» **Supplied material**:
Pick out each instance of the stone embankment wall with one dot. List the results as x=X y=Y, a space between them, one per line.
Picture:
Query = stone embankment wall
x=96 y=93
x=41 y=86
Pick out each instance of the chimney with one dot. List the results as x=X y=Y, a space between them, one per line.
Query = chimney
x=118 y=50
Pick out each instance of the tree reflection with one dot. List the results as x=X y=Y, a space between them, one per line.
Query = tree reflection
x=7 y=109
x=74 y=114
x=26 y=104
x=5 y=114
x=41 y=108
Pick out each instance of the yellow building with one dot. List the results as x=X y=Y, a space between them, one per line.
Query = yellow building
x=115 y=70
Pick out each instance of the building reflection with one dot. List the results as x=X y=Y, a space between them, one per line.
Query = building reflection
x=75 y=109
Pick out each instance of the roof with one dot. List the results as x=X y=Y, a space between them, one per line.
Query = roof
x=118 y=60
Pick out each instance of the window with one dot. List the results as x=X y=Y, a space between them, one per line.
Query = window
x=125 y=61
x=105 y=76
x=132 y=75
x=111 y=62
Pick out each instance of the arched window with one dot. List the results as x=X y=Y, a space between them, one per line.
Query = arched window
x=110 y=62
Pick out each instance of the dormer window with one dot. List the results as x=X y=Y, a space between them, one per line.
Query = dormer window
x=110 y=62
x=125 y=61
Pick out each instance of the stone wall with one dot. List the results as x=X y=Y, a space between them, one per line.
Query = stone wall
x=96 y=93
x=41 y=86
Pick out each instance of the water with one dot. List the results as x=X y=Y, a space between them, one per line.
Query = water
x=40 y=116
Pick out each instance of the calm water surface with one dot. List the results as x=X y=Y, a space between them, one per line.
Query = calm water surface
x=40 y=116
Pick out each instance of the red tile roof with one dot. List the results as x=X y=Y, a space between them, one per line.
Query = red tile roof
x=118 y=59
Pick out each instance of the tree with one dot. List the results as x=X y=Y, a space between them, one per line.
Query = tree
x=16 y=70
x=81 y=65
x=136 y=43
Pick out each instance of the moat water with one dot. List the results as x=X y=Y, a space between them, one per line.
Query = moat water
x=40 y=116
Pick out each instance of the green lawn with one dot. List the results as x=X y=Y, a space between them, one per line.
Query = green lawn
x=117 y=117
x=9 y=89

» **Challenge**: Could you quote the material above in full, exactly as it stands?

» **Response to the task**:
Pick out each instance of the stone embankment wall with one dot. List the results as x=X y=Y, a space between them, one per line.
Picture:
Query = stone embankment wall
x=96 y=93
x=41 y=86
Pick out each instance of the chimney with one dot. List the results as x=X y=Y, a space between them, one per line.
Query = chimney
x=118 y=50
Pick out each instance of the tree reflection with one dot. List the results as x=X y=Y, a space between them, one per line.
Query = tree reflection
x=7 y=109
x=74 y=114
x=26 y=104
x=5 y=114
x=41 y=108
Pick out each instance of the yellow building with one dot. List the results as x=X y=Y, a space between them, one per line.
Query = yellow building
x=115 y=70
Pick out each instance of the building reflection with one dot. List the results as x=X y=Y, a space between them, one per line.
Query = building reflection
x=75 y=109
Pick out each instance of the roof with one dot. List the results as x=X y=Y, a space between them, one per line.
Query = roof
x=118 y=60
Pick out each instance of the window with one dot. List the results as x=X y=Y, a space between them, one per line.
Query = window
x=125 y=61
x=105 y=76
x=132 y=75
x=111 y=62
Pick out each instance of the arched window with one dot. List the results as x=X y=Y, a space between them, one per line.
Query = arched window
x=110 y=62
Pick out each instance of the dormer window with one dot. List the results as x=X y=Y, a space between them, one per line.
Query = dormer window
x=110 y=62
x=125 y=61
Pick out each instance of the stone wall with one dot. List the results as x=X y=Y, a space between them, one per line.
Query = stone wall
x=96 y=93
x=41 y=86
Pick out each instance of the water with one dot. List the results as x=X y=Y, a space between them, one per line.
Query = water
x=40 y=116
Pick out each instance of the calm water surface with one dot. List the results as x=X y=Y, a space between them, one per line.
Query = calm water surface
x=40 y=116
Pick out each instance of the red tile roof with one dot. List the results as x=X y=Y, a space between them, one per line.
Query = red tile roof
x=118 y=59
Pick out each instance of the tree with one dot. List the results as x=X y=Y, a space between them, one per line.
Query = tree
x=16 y=70
x=81 y=65
x=136 y=43
Pick out each instance of the moat water with one dot. List the results as x=X y=Y, a space between them, one per line.
Query = moat water
x=40 y=116
Pick out each instance of the green lawn with one dot. List the results as x=X y=Y, a space between them, one per line.
Query = green lawn
x=117 y=117
x=9 y=89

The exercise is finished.